Exercise goal:
For this exercise, transcribe all the records below exactly.

Stored items
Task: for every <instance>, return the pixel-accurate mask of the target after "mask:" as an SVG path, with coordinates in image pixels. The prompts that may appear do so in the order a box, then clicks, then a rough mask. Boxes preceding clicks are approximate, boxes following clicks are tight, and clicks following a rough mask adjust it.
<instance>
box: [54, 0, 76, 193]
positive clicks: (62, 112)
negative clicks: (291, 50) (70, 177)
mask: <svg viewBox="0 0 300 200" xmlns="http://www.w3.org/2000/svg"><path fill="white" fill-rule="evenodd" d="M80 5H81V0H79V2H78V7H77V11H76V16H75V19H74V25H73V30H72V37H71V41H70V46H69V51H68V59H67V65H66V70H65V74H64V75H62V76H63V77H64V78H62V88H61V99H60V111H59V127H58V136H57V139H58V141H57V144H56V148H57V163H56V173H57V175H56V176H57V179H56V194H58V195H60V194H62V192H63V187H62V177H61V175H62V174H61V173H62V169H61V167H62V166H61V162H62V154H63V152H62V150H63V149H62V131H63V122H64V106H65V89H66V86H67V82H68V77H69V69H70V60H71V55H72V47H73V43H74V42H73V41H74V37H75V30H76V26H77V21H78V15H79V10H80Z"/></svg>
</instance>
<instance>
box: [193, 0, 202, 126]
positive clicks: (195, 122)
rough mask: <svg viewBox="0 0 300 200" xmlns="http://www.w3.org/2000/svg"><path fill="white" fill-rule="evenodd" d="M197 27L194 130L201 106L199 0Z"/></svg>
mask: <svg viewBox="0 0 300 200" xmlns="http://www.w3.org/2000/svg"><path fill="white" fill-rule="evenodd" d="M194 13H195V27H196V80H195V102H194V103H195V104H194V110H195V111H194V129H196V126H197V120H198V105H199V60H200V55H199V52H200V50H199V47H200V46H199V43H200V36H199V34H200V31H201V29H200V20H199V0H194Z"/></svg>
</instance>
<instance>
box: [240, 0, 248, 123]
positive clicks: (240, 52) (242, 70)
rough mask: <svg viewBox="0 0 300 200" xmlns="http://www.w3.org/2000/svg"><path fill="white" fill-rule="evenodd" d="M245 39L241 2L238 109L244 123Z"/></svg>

Finished task:
Task: for every <instance>, return the pixel-accurate mask of the target after "mask:" as an SVG path, with coordinates in image pixels. The prompts that may appear do so in the order a box, then clicks, then a rough mask. Boxes preceding clicks are approximate, boxes following clicks are tight, and clicks following a rough mask adjust it.
<instance>
box: [54, 0, 76, 193]
positive clicks: (62, 112)
negative clicks: (291, 50) (70, 177)
mask: <svg viewBox="0 0 300 200" xmlns="http://www.w3.org/2000/svg"><path fill="white" fill-rule="evenodd" d="M80 5H81V0H79V2H78V7H77V11H76V16H75V19H74V25H73V30H72V37H71V41H70V46H69V51H68V59H67V65H66V70H65V74H64V75H62V76H63V77H64V78H62V88H61V99H60V111H59V127H58V136H57V139H58V141H57V144H56V148H57V163H56V173H57V175H56V176H57V179H56V194H58V195H60V194H62V192H63V187H62V177H61V175H62V174H61V173H62V169H61V167H62V166H61V162H62V154H63V152H62V150H63V149H62V131H63V122H64V106H65V89H66V86H67V82H68V77H69V69H70V60H71V55H72V47H73V43H74V42H73V41H74V37H75V30H76V26H77V21H78V15H79V10H80Z"/></svg>
</instance>
<instance>
box: [193, 0, 202, 126]
positive clicks: (195, 122)
rough mask: <svg viewBox="0 0 300 200" xmlns="http://www.w3.org/2000/svg"><path fill="white" fill-rule="evenodd" d="M197 27L194 130L201 106L199 0Z"/></svg>
mask: <svg viewBox="0 0 300 200" xmlns="http://www.w3.org/2000/svg"><path fill="white" fill-rule="evenodd" d="M194 13H195V27H196V80H195V102H194V103H195V104H194V110H195V111H194V129H196V126H197V120H198V105H199V60H200V55H199V52H200V50H199V47H200V46H199V43H200V36H199V34H200V31H201V29H200V20H199V0H194Z"/></svg>
</instance>
<instance>
box: [240, 0, 248, 123]
positive clicks: (240, 52) (242, 70)
rough mask: <svg viewBox="0 0 300 200" xmlns="http://www.w3.org/2000/svg"><path fill="white" fill-rule="evenodd" d="M245 39L241 2L238 109L244 123Z"/></svg>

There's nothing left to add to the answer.